▶ **GIVEN PROBLEM**
The entire listing is to be repeated verbatim.

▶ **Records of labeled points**
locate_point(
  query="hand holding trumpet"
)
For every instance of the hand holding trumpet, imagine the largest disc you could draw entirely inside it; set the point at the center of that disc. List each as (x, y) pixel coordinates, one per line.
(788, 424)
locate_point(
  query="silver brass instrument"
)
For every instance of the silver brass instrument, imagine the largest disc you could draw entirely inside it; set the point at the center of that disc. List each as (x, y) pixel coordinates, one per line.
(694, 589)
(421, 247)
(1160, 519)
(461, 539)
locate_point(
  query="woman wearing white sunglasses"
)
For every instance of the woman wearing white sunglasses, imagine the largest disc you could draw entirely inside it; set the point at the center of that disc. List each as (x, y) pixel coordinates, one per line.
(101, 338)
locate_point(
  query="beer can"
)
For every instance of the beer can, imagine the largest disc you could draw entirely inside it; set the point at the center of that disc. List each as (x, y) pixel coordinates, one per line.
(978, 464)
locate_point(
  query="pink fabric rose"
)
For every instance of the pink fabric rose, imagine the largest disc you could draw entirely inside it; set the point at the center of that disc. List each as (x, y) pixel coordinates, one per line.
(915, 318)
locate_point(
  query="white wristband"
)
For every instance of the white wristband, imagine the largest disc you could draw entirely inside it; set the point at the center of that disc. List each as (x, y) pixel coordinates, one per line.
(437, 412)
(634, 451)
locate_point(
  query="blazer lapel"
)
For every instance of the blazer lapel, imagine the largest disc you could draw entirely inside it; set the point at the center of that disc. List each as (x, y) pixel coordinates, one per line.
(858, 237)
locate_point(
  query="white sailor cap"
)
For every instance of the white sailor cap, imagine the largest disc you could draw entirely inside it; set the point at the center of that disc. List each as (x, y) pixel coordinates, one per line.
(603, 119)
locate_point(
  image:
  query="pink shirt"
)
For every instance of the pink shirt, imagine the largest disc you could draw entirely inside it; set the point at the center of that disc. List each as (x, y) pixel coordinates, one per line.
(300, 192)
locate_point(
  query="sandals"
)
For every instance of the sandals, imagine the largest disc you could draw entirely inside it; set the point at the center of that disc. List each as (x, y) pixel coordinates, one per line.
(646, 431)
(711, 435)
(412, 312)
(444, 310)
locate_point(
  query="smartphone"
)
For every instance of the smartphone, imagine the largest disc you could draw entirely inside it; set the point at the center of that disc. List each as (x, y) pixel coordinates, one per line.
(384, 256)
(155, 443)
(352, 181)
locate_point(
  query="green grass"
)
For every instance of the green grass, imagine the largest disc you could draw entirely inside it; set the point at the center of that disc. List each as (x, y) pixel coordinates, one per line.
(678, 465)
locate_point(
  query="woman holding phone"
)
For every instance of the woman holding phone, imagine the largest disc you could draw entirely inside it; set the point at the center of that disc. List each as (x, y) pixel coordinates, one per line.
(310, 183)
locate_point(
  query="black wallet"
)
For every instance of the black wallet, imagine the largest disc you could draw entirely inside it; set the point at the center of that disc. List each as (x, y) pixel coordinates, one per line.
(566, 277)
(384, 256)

▶ **EXERCISE OUTPUT**
locate_point(
  query="hand holding trumpet"
)
For every instance of the hand holding trumpet, imagine the largest disc you could draw entirely inside it; set the point at the center of that disc. List each as (x, y) pixel coordinates, one per line.
(788, 424)
locate_point(
  query="silver brass instrument"
)
For every instance of the silver brass instrument, imagine the largest disc you could draw entirely inside it; set the point at the center of that disc. List each as (x, y) pixel coordinates, one per line.
(694, 589)
(421, 247)
(1160, 519)
(461, 539)
locate_point(
  query="woman wearing white sunglasses"
)
For every instance of the woman wearing white sunglasses, imagine the largest disc you could draw entirely inside it; set the point at the center of that disc. List each as (x, y) pixel coordinates, one per line.
(101, 338)
locate_point(
  query="beer can"
)
For every instance of the beer can, imagine the largest disc you could draw entirely inside it; set the point at the center of that disc. List each as (x, y) pixel coordinates, one per line.
(978, 464)
locate_point(
  query="pink fabric rose"
)
For every instance of the pink fabric rose, imagine the largest disc you could draw entirely inside it; set the point at the center of that disc. List each as (x, y) pixel coordinates, one per line.
(915, 318)
locate_point(
  query="white wristband"
)
For every instance of the white wristband, imagine the largest disc you could draw entirely inside it; set the point at the center of that disc. List each as (x, y) pixel coordinates, one per line.
(437, 412)
(634, 451)
locate_point(
  query="blazer lapel"
)
For every instance of the blazer lapel, imagine the largest disc you could draw entirely inside it; set the point at the center of that disc. List each as (x, y) pixel coordinates, one per line.
(858, 237)
locate_point(
  query="white sailor cap"
)
For every instance of the white sailor cap, imagine the largest disc you could draw entirely inside it; set the point at the center of that disc. List each as (x, y) pixel coordinates, one per line.
(603, 119)
locate_point(
  image:
  query="pink shirt"
)
For every instance of the pink shirt, imagine the largest disc you could draw entirely inside it; set the point at the center of that disc. List each as (x, y) pixel coordinates, one per line.
(300, 192)
locate_point(
  query="sandals"
)
For every instance of the sandals, imagine the largest disc you could draw entirely inside it; set the point at the center of that disc. List each as (x, y) pixel coordinates, one per line.
(646, 431)
(711, 435)
(412, 312)
(444, 310)
locate_point(
  query="smartphone"
)
For every instance of the smartphone, imagine the largest disc you could draw entirely inside it; set the point at the center of that disc. List each as (x, y) pixel coordinates, one per line.
(384, 256)
(155, 443)
(352, 181)
locate_point(
  query="green grass"
)
For every instance of the green grass, imagine the largest disc you could draw entirely inside it; set the point at the center of that disc. List each as (x, y) pixel coordinates, one per line.
(678, 465)
locate_point(
  query="woman holding phone"
)
For every instance of the woman holding phone, imagine the largest disc you could draw entirely inside it; set the point at the center of that disc. List each as (x, y) pixel coordinates, one per line.
(310, 183)
locate_point(
  query="black wallet"
)
For every instance of the black wallet, imagine the largest disc you could draw entirely inside it; set the point at the center of that disc. List each as (x, y) pixel coordinates, one per line.
(566, 277)
(384, 256)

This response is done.